# Text excerpt:
** BEGIN **

The bearings posts and clamping mechanisms on it are well built and have excellent machining. The top has aluminum pieces built in to eliminate sag. If I was using it in a production situation I'd go for the aluminum, but it's going into a Formica top so I felt the phenolic top was more than sufficient. 

If you want any close ups just let me know...


----------



## BassBlaster (Nov 21, 2010)

Have you had the opertunity to use yours at all Ryan? I was only able to find a few reviews for the lift at all. The bad ones were things like it was a pain to level but you only had to do that once. Another person complained that you had to crank it so much and Jessem advised not to use a drill for cranking because it could wear out the mechanism, etc. Another person said that thier posts rusted.

Im very interested in having a lift but I dont wanna buy one thats junk. It definately dosnt look like junk. I guess I just need a little reassurance.


----------



## retfr8flyr (Aug 7, 2013)

I had a Triton MOF 001 mounted in my table, trying to do the same thing and not buy a lift and it worked OK but not great. I use an Incra table and after mounting the Triton I couldn't raise it enough with the crank to change bits while it was in the table. The Triton has a push arbor lock and only 1 wrench. I couldn't reach the push lock from the top, so it was easier to just lift it out to change bits. Setting the height worked fine but again it was inconvenient to lock it in place after it was set. I finally got tired of it and I just got the Incra Mast-R-Lift II and a PC 7518 router. I love the new setup and it works like a dream. This is the way to go if you can swing the cost. I now use the Triton, great router by the way, for hand work.


----------



## ryan50hrl (Jun 30, 2012)

Well a few things......

1. The fact that you have to crank it alot to make it go up and down....is a benefit in that you have great precision. When one revolution is 1/16th, you can control it really well. I don't see this as a bad thing.

2. Anything metal will rust, including the posts on a plunge router base if the conditions are right. So therefore....the rusting part is a problem of the shop conditions....not the fault of the tool.

3. The leveling of the plate......is a one time set up....and no better or worse than a plate or any other lift. 

4. I've only got to operate it out of the table....in which it seems to operate perfectly. its going to be a bit before I get to use it in


----------



## jschaben (Apr 1, 2010)

retfr8flyr said:


> I had a Triton MOF 001 mounted in my table, trying to do the same thing and not buy a lift and it worked OK but not great. I use an Incra table and *after mounting the Triton I couldn't raise it enough with the crank to change bits* while it was in the table. The Triton has a push arbor lock and only 1 wrench. I couldn't reach the push lock from the top, so it was easier to just lift it out to change bits. Setting the height worked fine but again it was inconvenient to lock it in place after it was set. I finally got tired of it and I just got the Incra Mast-R-Lift II and a PC 7518 router. I love the new setup and it works like a dream. This is the way to go if you can swing the cost. I now use the Triton, great router by the way, for hand work.


Not sure I understand this,,, unless you were trying to change bits with the power switch on.. The Triton has a mechanical interlock that will not allow the router to travel far enough for the automatic spindle lock to engage when the router power switch is in the "ON" position. The push arbor lock is automatically engaged when the router is in the proper position.
The setup you ended up with is a great setup but I'm guessing you had to drop something north of $700.

** END **

# What the task requires:
Write out every username that appears as a header over a post in the router table thread. The rows that come next are from a different source than the thread.

# Records provided:
** BEGIN **

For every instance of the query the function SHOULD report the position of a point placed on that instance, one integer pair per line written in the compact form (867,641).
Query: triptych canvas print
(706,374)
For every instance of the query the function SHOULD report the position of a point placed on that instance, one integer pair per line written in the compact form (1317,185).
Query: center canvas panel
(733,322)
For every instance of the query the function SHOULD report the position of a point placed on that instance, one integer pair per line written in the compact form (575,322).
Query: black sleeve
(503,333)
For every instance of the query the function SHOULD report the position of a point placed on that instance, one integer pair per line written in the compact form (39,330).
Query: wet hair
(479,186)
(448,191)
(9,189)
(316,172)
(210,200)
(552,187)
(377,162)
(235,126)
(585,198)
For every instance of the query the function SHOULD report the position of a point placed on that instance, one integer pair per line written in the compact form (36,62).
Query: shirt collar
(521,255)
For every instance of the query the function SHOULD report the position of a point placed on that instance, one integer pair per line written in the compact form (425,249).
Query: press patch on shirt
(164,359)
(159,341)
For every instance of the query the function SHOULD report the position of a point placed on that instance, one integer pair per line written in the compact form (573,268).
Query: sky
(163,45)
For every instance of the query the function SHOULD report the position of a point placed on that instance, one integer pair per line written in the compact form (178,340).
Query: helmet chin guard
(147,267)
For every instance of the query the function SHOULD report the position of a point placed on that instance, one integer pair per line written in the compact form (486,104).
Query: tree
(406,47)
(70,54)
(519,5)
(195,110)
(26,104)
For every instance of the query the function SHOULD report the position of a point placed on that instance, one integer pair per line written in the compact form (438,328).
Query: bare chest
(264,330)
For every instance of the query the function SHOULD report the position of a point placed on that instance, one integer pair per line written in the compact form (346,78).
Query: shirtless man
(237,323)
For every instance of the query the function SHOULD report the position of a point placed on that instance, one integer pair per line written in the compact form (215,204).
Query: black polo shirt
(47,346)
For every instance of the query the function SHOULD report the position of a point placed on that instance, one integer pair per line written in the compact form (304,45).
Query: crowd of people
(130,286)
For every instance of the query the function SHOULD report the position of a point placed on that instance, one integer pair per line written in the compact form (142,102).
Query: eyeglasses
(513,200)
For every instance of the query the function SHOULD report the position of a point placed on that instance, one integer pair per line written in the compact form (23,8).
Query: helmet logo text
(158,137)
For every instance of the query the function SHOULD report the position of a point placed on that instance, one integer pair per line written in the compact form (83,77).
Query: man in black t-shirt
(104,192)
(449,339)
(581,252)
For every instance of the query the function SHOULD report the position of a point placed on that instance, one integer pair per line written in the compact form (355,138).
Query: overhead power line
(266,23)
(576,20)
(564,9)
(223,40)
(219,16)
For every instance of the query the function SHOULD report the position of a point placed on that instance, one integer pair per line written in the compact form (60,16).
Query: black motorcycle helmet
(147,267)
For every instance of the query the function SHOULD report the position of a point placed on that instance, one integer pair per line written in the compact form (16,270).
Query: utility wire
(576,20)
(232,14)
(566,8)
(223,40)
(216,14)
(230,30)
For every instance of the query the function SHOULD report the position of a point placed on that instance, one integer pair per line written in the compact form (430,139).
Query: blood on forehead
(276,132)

** END **

# Result:
BassBlaster, retfr8flyr, ryan50hrl, jschaben